Excerpt.
+ + + +

Claude Leboeuf, who said he was abused by a priest as a child in neighboring Massachusetts and now advocates for victims in Rhode Island, said the report offers an important step toward dismantling what he described as the church’s “wall of secrecy.” Leboeuf said his memories resurfaced only a few years ago, prompting him to pursue legal action and speak publicly about what he experienced. He argued that survivors need tangible support, saying, “There’s a need to do something for these people — something real: money, tuition, therapy,” and that “The effects are real; they last a long, long time.”
In a video statement, Bishop of Providence Bruce Lewandowski said the report describes a “tragic history” of abuse that caused lasting harm to victims and their families. Lewandowski said he felt “extreme sadness” and “intense shame” while reading it and apologized to survivors for failures by church leaders to protect children. Lewandowski said the diocese has since implemented safeguards aimed at responding quickly to allegations and preventing abuse, while Leboeuf rejected the idea that clergy abuse is simply “old history.”
Leboeuf said that “It’s justice denied for more than 60 years for some people,” adding that survivors he described brought their complaints to the diocese as children in the 1960s and were, in his telling, ignored, ridiculed, or even punished.
Ann Hagan Webb described dread she said she felt before the school bus arrived each morning, recalling that her parish priest began sexually abusing her at school when she was a kindergartner in Rhode Island. She said the abuse took place between 1957 and 1965 and that she was abused from the age of 5 to 12. Webb, who said she later became a trained psychologist, said she turned to therapy decades afterward to help process memories of what she experienced, but she said reporting the abuse brought hostility.
Webb said she initially asked only for compensation to cover therapy bills, but she described leaders at the Diocese of Providence demanding medical records and questioning the veracity of her claims. She said that experience pushed her into advocacy and that, in 2019, she helped convince the Rhode Island Legislature to enact legislation dubbed “Annie’s Law,” which she said allows child sexual abusers to be held civilly accountable to victims.
Webb said her advocacy has been exhausting and that she still faces stigma when speaking publicly, including what she described as the way her abuse is often overlooked because many assume clergy abuse affected only boys. She told AP, “For 32 years, the diocese has called me not credible. I can’t tell you what that feels like,” and said the attorney general’s investigation has renewed her hope that change and justice are still possible.
“It feels like vindication,” Webb said, adding that she hopes the public presses for the church to be different.
The Rhode Island investigation adds to a broader pattern of scrutiny around clergy sexual abuse, with observers pointing to earlier federal and state inquiries and prosecutions. AP noted that the pushback around how allegations were handled gained momentum internationally after the Boston Globe reported in 2002 on how the Boston Archdiocese moved abusive priests between parishes without warning parents or police, prompting investigations around the world.
In Rhode Island, AP said, the shift took longer, even as accusations and lawsuits surfaced over the years. The reporting cited the diocese’s large Catholic population per capita—nearly 40%—and described how secrecy persisted even as legal action continued. Attorney Tim Conlon, who has represented sex abuse victims in Rhode Island, said that when he first filed suits against the Diocese of Providence, many people were unwilling to believe the allegations could be true in their own parishes. Conlon also said state law has made it difficult for victims to seek justice, including strict limits on civil suits against institutions such as the Catholic Church and narrow statutes of limitations for second-degree sexual assault.
“Clearly there’s a call for reform,” Conlon said. “The magnitude of the need is well documented.”

+ + + +

[Data excerpts]
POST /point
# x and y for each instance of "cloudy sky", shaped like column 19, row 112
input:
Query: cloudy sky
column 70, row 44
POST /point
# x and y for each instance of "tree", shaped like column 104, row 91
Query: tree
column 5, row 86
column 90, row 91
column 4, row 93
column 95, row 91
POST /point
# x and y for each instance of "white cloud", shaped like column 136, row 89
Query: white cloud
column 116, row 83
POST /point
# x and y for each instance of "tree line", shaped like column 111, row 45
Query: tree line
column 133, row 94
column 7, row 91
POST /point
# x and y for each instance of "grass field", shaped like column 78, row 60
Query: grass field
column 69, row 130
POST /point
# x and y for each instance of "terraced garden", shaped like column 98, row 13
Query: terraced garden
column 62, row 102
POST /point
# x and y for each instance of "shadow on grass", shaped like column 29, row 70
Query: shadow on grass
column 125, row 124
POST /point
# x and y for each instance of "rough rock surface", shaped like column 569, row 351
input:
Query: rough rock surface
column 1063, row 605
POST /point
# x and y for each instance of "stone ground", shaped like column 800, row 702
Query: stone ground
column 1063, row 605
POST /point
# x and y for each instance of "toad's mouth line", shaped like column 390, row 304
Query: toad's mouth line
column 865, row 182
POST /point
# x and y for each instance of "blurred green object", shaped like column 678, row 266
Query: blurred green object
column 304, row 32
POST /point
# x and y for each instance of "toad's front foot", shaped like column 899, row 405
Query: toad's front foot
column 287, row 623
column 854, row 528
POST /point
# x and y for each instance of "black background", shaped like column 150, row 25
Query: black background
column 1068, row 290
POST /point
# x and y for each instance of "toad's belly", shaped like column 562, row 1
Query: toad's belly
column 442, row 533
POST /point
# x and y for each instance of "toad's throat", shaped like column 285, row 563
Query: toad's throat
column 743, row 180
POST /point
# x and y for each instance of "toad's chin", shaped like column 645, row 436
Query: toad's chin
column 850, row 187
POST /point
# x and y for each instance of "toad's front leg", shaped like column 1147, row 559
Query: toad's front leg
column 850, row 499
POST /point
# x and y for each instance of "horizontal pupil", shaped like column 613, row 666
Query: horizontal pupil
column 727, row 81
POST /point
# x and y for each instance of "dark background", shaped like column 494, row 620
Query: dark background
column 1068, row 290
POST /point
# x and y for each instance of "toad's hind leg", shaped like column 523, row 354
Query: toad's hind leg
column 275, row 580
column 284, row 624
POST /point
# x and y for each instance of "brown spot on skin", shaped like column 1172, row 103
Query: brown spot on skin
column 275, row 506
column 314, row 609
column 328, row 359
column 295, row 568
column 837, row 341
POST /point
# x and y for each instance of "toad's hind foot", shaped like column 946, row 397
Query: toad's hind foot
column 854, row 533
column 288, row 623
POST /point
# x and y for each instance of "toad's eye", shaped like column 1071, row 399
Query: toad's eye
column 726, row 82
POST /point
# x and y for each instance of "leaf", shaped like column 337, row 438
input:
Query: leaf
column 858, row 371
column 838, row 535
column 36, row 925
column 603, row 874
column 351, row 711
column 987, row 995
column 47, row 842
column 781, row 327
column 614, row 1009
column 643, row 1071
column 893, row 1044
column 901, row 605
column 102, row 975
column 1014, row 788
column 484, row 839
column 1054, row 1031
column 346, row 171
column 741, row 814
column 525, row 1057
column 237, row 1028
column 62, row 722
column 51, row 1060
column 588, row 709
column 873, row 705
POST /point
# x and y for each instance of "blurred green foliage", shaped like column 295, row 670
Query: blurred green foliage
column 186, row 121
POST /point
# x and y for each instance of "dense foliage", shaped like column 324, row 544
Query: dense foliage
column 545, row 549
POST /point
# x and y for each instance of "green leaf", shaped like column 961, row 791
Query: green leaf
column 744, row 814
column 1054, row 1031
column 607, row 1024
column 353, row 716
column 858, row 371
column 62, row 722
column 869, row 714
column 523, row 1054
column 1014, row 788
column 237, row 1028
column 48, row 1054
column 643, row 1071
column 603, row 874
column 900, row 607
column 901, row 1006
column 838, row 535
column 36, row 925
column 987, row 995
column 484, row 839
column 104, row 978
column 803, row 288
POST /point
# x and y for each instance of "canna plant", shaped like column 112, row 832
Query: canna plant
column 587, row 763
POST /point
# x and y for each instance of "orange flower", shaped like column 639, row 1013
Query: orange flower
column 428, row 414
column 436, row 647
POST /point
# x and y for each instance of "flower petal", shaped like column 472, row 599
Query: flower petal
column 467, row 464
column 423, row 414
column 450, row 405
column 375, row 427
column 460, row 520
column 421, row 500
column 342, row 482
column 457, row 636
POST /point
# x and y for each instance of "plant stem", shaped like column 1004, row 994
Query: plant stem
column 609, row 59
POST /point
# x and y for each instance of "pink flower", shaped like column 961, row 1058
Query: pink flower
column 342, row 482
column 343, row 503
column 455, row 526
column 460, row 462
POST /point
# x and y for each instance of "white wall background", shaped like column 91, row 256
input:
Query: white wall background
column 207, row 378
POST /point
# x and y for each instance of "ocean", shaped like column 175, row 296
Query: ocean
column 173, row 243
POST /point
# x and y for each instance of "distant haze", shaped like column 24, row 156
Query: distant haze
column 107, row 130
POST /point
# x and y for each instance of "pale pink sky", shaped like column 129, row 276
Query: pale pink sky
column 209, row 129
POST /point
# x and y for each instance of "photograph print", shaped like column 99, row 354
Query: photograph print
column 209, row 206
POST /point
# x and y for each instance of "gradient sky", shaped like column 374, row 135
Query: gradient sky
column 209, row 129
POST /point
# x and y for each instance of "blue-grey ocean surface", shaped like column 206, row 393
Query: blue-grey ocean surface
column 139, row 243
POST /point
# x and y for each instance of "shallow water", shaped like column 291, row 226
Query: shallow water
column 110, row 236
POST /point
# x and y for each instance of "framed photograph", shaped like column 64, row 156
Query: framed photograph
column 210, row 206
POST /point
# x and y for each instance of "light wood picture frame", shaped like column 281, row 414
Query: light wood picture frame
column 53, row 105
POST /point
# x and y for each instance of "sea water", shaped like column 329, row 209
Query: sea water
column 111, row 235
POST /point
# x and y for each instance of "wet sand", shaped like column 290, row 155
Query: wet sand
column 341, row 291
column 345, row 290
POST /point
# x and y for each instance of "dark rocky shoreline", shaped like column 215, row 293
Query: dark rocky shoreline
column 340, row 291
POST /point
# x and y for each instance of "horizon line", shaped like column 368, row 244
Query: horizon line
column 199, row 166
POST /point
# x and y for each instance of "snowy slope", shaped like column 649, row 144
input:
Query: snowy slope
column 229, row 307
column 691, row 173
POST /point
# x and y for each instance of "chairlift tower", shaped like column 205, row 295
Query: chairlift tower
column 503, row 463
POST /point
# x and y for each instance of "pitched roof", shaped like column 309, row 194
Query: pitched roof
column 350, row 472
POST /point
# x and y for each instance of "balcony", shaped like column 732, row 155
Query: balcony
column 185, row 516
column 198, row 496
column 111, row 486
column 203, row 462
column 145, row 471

+ + + +

Task goal. Retype everything in the article on clergy abuse in Rhode Island from "Webb said she" down to "accountable to victims.". None of this material is needed for the work.

Solution to the exercise.
Webb said she initially asked only for compensation to cover therapy bills, but she described leaders at the Diocese of Providence demanding medical records and questioning the veracity of her claims. She said that experience pushed her into advocacy and that, in 2019, she helped convince the Rhode Island Legislature to enact legislation dubbed “Annie’s Law,” which she said allows child sexual abusers to be held civilly accountable to victims.